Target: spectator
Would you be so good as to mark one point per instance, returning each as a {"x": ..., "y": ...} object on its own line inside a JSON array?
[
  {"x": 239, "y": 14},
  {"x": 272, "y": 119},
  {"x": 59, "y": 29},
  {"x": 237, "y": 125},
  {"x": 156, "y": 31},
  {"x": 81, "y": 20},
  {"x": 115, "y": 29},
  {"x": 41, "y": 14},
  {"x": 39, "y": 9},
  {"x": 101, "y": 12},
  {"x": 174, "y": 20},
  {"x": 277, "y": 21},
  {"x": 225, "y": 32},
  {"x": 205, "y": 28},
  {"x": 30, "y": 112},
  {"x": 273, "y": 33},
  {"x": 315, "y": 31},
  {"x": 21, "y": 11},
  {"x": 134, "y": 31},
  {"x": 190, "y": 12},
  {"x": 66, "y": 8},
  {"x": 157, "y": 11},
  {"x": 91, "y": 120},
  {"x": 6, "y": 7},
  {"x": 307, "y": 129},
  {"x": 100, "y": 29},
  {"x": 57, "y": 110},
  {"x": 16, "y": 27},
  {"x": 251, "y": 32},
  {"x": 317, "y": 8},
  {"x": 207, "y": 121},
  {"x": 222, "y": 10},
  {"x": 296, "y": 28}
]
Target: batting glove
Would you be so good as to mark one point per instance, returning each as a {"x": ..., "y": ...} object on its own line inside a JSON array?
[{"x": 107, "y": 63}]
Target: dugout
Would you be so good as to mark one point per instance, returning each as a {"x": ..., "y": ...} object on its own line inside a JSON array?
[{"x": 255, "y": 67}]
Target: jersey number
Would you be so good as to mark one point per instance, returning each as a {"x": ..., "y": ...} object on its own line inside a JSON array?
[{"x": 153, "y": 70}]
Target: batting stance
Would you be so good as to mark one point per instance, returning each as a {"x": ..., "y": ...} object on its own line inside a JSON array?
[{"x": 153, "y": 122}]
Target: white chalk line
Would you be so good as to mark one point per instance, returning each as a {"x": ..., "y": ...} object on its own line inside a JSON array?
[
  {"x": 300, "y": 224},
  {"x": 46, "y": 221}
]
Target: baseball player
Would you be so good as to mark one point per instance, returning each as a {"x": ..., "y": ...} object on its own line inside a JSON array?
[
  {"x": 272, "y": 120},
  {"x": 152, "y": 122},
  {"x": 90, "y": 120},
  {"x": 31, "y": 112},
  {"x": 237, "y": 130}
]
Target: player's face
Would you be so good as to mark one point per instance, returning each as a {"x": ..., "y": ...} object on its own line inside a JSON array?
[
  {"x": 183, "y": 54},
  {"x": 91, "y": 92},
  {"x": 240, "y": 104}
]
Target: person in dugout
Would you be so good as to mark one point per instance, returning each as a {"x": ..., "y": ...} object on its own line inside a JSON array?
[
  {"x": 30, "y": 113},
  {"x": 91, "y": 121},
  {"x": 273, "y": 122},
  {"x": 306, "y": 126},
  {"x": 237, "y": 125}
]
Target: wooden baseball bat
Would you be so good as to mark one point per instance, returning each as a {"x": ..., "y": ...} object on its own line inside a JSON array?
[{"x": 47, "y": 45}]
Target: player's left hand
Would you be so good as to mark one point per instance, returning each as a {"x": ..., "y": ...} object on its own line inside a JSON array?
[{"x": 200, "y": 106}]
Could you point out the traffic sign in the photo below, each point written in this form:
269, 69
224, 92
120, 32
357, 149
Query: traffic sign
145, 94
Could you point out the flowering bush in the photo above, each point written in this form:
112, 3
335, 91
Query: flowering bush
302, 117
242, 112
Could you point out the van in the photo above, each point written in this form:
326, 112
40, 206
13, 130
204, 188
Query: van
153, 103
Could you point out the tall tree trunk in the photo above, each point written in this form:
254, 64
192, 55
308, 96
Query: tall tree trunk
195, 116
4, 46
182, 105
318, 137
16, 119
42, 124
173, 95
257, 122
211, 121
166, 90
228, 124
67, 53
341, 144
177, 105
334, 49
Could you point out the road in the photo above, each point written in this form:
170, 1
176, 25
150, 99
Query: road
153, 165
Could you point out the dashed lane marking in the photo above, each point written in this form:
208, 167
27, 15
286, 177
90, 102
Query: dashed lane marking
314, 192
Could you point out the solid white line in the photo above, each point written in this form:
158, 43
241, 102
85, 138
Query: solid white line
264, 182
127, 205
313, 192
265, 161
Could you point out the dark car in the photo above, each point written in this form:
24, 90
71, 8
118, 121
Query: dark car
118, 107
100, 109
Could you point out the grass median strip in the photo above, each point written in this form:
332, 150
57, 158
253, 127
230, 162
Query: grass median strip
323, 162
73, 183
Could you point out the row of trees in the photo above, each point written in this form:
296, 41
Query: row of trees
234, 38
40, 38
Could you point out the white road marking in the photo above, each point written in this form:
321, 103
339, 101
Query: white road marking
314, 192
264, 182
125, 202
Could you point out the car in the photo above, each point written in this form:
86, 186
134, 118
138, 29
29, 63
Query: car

### Written instruction
Write out all the items above again, putting "Label" in place of each "Target" and leaving everything else the same.

### Answer below
Label: spectator
Would you be so good as to mark one point per instance, returning each as a {"x": ..., "y": ...} object on its own line inside a JSON array?
[
  {"x": 239, "y": 14},
  {"x": 272, "y": 119},
  {"x": 59, "y": 29},
  {"x": 237, "y": 125},
  {"x": 156, "y": 31},
  {"x": 81, "y": 20},
  {"x": 115, "y": 29},
  {"x": 41, "y": 14},
  {"x": 39, "y": 9},
  {"x": 101, "y": 12},
  {"x": 174, "y": 20},
  {"x": 277, "y": 21},
  {"x": 225, "y": 32},
  {"x": 205, "y": 28},
  {"x": 30, "y": 112},
  {"x": 273, "y": 33},
  {"x": 315, "y": 31},
  {"x": 21, "y": 11},
  {"x": 134, "y": 31},
  {"x": 190, "y": 12},
  {"x": 66, "y": 8},
  {"x": 157, "y": 11},
  {"x": 91, "y": 120},
  {"x": 6, "y": 7},
  {"x": 307, "y": 129},
  {"x": 100, "y": 29},
  {"x": 57, "y": 110},
  {"x": 16, "y": 27},
  {"x": 251, "y": 32},
  {"x": 317, "y": 8},
  {"x": 207, "y": 121},
  {"x": 222, "y": 10},
  {"x": 296, "y": 28}
]
Label: batting glove
Would you be so good as to mark one point per instance, returning each as a {"x": ..., "y": ...} object on its own line inside a JSON array?
[{"x": 107, "y": 63}]
Label: dugout
Would you be so good as to mark one point per instance, returning each as a {"x": ..., "y": ...} object on its own line inside a JSON array?
[{"x": 255, "y": 67}]
Label: jersey number
Would you be so good as to mark one point per instance, returning each as a {"x": ..., "y": ...} object on its own line inside a JSON array?
[{"x": 153, "y": 70}]
Label: batting stance
Would you be so good as to mark one point per instance, returning each as a {"x": ..., "y": ...} object on its own line inside a JSON array?
[{"x": 153, "y": 122}]
Label: white chalk line
Would you be so good as to mark one point per instance, returning each as a {"x": ..., "y": ...} object on its own line inside a JSON array?
[
  {"x": 300, "y": 224},
  {"x": 46, "y": 221}
]
Label: baseball player
Would you be so good as to mark one point per instance, returning each as a {"x": ..., "y": ...} object on its own line inside a JSON array?
[
  {"x": 272, "y": 120},
  {"x": 152, "y": 122},
  {"x": 90, "y": 120},
  {"x": 31, "y": 112},
  {"x": 237, "y": 130}
]
Label: player's face
Would you be so good as to mark one point per instance, returning each as a {"x": ..., "y": ...} object on its own line inside a JSON array?
[
  {"x": 183, "y": 54},
  {"x": 91, "y": 92},
  {"x": 240, "y": 104}
]
Label: person in dugout
Would you be so good as to mark one point per instance, returning each as a {"x": ..., "y": ...} object on its own line inside a JSON array?
[
  {"x": 30, "y": 113},
  {"x": 91, "y": 121},
  {"x": 273, "y": 122},
  {"x": 306, "y": 126},
  {"x": 237, "y": 125}
]
Label: wooden baseball bat
Would you be so good as to mark one point per instance, returning each as a {"x": ..., "y": ...} object on its own line inside a JSON array?
[{"x": 47, "y": 45}]
Label: player's left hand
Would you be so good as to mark one point per instance, returning each as a {"x": ..., "y": ...} object on its own line inside a JSON array?
[{"x": 200, "y": 106}]
Could you point out the traffic sign in the photo below, each point written in this form:
269, 69
224, 92
120, 32
357, 149
Query: traffic sign
145, 94
Could you point out the flowering bush in the photo above, each point written in this form:
112, 3
335, 91
Query: flowering bush
302, 117
242, 112
Could you point out the van in the photo above, each point written in this form:
326, 112
40, 206
13, 130
204, 188
Query: van
153, 103
Could you point out the tall tree trunk in the photo above, each point written in this form:
254, 64
192, 55
308, 96
Query: tall tree trunk
195, 116
4, 46
182, 105
318, 137
16, 119
42, 124
173, 95
257, 122
211, 121
166, 90
228, 124
67, 53
341, 144
177, 105
334, 49
Could you point out the road in the photo above, each point written in this form:
170, 1
176, 25
150, 99
Query: road
153, 165
Could you point out the dashed lane marking in the photo above, each point written in this form:
208, 167
27, 15
286, 177
90, 102
Query: dashed lane marking
314, 192
Could you point out the solid white line in the photo above, each point written in this form:
158, 43
241, 102
85, 138
Query: solid white line
264, 182
127, 205
313, 192
265, 161
Could you point out the dark car in the photo above, each point written in this form:
24, 90
71, 8
118, 121
Query: dark car
118, 107
100, 109
Could you point out the grass median strip in the photo above, each point written in this form:
332, 150
57, 158
253, 127
230, 162
Query: grass median strip
323, 162
73, 183
Could you point out the row of trees in the photo above, each point written in this form:
296, 41
Query: row of trees
234, 38
40, 38
Could you point out the white road marking in the photo above, each point written in this form:
321, 103
339, 101
Query: white road marking
314, 192
264, 182
125, 202
Could you point out the car in the photo above, each point written in this form:
86, 186
134, 118
138, 29
29, 63
Query: car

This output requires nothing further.